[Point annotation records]
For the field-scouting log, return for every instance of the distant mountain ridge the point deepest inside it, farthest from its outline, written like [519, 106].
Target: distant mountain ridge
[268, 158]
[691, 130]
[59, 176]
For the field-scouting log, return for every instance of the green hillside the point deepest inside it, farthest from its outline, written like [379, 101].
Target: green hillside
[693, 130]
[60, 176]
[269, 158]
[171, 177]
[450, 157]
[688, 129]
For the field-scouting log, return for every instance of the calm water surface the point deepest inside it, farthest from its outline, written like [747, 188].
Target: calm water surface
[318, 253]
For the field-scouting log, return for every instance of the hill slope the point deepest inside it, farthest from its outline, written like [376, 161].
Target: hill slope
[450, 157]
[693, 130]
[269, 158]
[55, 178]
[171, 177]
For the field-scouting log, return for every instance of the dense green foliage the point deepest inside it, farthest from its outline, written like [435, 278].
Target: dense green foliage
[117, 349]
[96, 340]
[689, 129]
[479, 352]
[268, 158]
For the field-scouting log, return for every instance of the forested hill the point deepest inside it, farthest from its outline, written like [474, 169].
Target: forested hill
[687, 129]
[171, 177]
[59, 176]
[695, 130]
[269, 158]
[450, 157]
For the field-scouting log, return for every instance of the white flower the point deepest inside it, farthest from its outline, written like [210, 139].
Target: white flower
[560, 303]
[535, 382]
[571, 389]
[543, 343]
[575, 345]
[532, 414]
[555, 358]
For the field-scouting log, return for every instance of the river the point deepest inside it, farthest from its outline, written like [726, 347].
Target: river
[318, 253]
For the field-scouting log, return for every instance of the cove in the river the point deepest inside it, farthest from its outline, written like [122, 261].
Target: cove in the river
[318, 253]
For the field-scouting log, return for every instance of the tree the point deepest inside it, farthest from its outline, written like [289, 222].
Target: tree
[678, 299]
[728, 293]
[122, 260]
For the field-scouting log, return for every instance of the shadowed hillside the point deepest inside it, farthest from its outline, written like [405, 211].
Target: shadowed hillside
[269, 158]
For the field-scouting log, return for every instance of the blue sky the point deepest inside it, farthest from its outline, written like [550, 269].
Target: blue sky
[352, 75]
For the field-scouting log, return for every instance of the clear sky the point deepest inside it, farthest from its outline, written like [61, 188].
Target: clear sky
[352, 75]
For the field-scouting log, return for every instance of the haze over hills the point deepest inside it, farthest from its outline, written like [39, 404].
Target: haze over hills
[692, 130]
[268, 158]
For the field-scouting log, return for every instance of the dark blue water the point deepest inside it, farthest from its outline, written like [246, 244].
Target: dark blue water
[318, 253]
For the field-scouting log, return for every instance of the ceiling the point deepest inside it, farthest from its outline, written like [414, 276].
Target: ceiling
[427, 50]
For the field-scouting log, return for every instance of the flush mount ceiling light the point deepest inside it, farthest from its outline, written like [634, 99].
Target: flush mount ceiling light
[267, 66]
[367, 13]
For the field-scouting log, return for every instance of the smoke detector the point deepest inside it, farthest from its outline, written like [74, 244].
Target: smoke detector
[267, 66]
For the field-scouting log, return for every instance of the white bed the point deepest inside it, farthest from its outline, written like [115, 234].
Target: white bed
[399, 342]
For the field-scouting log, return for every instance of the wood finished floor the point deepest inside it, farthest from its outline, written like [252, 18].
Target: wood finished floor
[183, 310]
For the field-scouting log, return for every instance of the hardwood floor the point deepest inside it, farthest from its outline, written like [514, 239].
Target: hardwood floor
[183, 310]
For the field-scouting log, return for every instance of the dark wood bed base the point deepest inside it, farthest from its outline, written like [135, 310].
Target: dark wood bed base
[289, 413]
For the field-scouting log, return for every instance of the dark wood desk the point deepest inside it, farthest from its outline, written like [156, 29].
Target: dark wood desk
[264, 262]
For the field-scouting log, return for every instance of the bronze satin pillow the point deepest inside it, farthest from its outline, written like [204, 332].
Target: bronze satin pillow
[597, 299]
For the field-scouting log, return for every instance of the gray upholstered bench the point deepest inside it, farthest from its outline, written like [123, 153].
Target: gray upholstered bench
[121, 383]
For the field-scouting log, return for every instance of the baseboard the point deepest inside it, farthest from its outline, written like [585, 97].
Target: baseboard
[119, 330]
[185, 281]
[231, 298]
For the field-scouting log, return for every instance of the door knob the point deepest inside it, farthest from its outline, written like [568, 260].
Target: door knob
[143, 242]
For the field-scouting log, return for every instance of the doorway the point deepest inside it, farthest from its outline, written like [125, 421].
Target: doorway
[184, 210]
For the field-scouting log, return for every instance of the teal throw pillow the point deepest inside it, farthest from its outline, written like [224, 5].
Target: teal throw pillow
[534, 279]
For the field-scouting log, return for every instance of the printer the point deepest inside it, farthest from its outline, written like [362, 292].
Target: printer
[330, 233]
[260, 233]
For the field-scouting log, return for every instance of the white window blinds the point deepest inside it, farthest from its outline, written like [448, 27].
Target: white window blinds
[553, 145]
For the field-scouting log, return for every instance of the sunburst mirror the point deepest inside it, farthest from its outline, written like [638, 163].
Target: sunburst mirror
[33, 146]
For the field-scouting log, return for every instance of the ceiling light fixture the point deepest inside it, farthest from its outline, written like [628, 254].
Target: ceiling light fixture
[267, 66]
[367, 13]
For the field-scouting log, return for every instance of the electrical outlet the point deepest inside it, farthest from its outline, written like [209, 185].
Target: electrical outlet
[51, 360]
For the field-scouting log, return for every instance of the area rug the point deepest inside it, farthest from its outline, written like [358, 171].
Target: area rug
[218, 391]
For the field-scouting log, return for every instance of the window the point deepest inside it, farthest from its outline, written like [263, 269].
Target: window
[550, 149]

● YOUR TASK
Give the lines exactly as they stand, from the line with "like [224, 5]." through the end of the material.

● SOLUTION TO THIS EXERCISE
For the field-scouting log, return for every instance of the teal throw pillow the point deepest inside it, farthest from its outline, written like [224, 5].
Target: teal throw pillow
[534, 279]
For the field-scouting log, return for every instance of the printer the point deepest inside it, farthest from its outline, written like [362, 292].
Target: printer
[330, 233]
[260, 233]
For the field-scouting log, return for every instance of the white window blinds the point deepest inside it, farthest from its outline, written like [448, 27].
Target: white window blinds
[553, 145]
For the field-scouting log, return for every instance of the sunburst mirror the point deepest inside it, farthest from its outline, written like [638, 163].
Target: sunburst mirror
[33, 146]
For the field-scouting log, return for every instance of the ceiling light fixture the point deepest inside it, farthest from its outline, written like [628, 254].
Target: ceiling light fixture
[267, 66]
[367, 13]
For the field-scouting log, return for every instance of the electrical outlet the point deepest inside it, farthest from its outline, written like [209, 185].
Target: electrical outlet
[51, 360]
For the field-scouting log, return for every instance of the area rug the point deepest inside it, farthest from its outline, written like [358, 171].
Target: area rug
[218, 391]
For the field-scouting log, return for every instance of the window the point deepest inside it, farthest from its outline, written like [263, 269].
Target: window
[550, 149]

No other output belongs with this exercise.